START Given information

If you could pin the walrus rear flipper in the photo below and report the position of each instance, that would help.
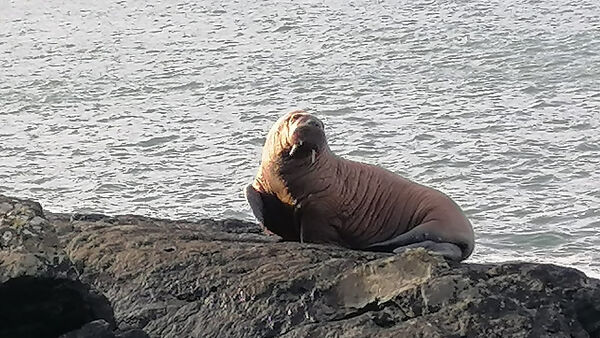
(424, 236)
(254, 199)
(273, 215)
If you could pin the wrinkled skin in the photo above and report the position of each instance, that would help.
(303, 192)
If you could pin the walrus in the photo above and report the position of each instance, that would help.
(304, 192)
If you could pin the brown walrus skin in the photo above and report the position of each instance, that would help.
(304, 192)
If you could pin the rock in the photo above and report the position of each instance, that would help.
(95, 329)
(224, 278)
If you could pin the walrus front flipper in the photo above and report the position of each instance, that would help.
(448, 250)
(255, 200)
(272, 214)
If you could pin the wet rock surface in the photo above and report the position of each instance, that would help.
(132, 276)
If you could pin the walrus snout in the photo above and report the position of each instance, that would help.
(306, 120)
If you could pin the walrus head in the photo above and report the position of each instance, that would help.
(296, 135)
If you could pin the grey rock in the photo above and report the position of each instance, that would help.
(95, 329)
(213, 278)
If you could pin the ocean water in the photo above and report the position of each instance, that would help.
(161, 108)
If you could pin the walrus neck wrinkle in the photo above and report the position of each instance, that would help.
(309, 178)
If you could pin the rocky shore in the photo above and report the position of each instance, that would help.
(73, 275)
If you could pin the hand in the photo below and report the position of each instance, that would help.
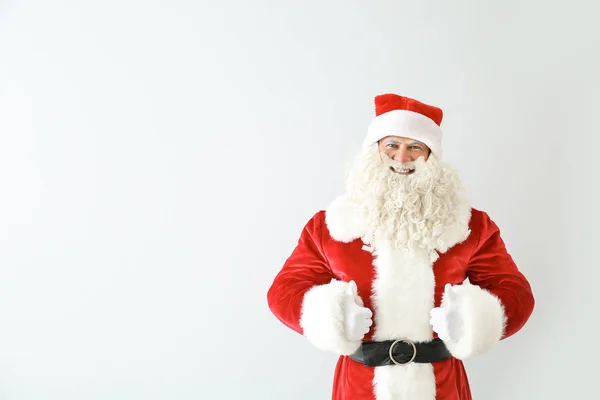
(357, 319)
(446, 321)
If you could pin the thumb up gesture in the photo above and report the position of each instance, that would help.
(357, 319)
(446, 321)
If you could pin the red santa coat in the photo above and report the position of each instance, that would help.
(401, 289)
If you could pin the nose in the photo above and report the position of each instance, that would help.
(402, 155)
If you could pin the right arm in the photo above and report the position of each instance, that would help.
(306, 297)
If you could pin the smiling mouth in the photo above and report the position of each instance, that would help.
(404, 171)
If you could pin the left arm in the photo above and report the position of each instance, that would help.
(498, 301)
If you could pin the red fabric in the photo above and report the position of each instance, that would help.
(318, 258)
(389, 101)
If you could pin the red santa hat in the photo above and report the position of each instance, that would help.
(402, 116)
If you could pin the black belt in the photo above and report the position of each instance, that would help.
(390, 352)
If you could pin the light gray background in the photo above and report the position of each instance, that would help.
(158, 160)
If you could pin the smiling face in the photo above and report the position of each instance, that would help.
(405, 151)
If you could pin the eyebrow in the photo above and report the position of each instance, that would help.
(392, 140)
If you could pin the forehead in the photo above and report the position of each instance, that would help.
(399, 139)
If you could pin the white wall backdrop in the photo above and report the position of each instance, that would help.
(158, 160)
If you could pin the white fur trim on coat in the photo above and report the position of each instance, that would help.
(483, 319)
(345, 220)
(322, 318)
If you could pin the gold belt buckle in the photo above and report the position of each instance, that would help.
(394, 345)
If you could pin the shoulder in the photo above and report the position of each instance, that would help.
(481, 220)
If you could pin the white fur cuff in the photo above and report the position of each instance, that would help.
(483, 320)
(322, 318)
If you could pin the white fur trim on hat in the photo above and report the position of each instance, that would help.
(407, 124)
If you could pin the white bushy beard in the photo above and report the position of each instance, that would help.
(418, 211)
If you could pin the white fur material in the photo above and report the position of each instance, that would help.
(343, 218)
(322, 318)
(407, 124)
(483, 318)
(403, 291)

END Given information

— Problem to work on —
Return every line from the one holding "If you could pin the smiling face" through the end of the data, exactly as it appears, with both ends kept and nothing else.

— Output of the task —
If you could pin the smiling face in the photo above and report the position of each instance, that would help.
(405, 151)
If you could pin the eyebrow in the photo above and report the position of each instance, that would help.
(392, 140)
If you could pin the forehead in the photo above and report the position of each instance, that would help.
(399, 139)
If you could pin the white wall backdrop in the photo above and report the position of each instance, that would help.
(158, 160)
If you could pin the white fur trim on coat in the photo above and report the position of each instance, that would help.
(483, 319)
(345, 220)
(322, 318)
If you could pin the gold belt buckle in the photo above and report the position of each instance, that would help.
(394, 345)
If you could pin the shoulder in the photo above and report the position of each instance, that would help.
(481, 220)
If you could pin the white fur cuff in the photo above and report the position of each instance, that would help.
(483, 320)
(322, 318)
If you could pin the white fur trim on hat in the photo above and report the position of each instance, that would help.
(407, 124)
If you could pin the white bushy beard in the photo above and report the position of each instance, that would help.
(418, 211)
If you could pin the white fur material in the photo above and report the position of each instance, that would help.
(343, 218)
(322, 318)
(407, 124)
(483, 318)
(403, 291)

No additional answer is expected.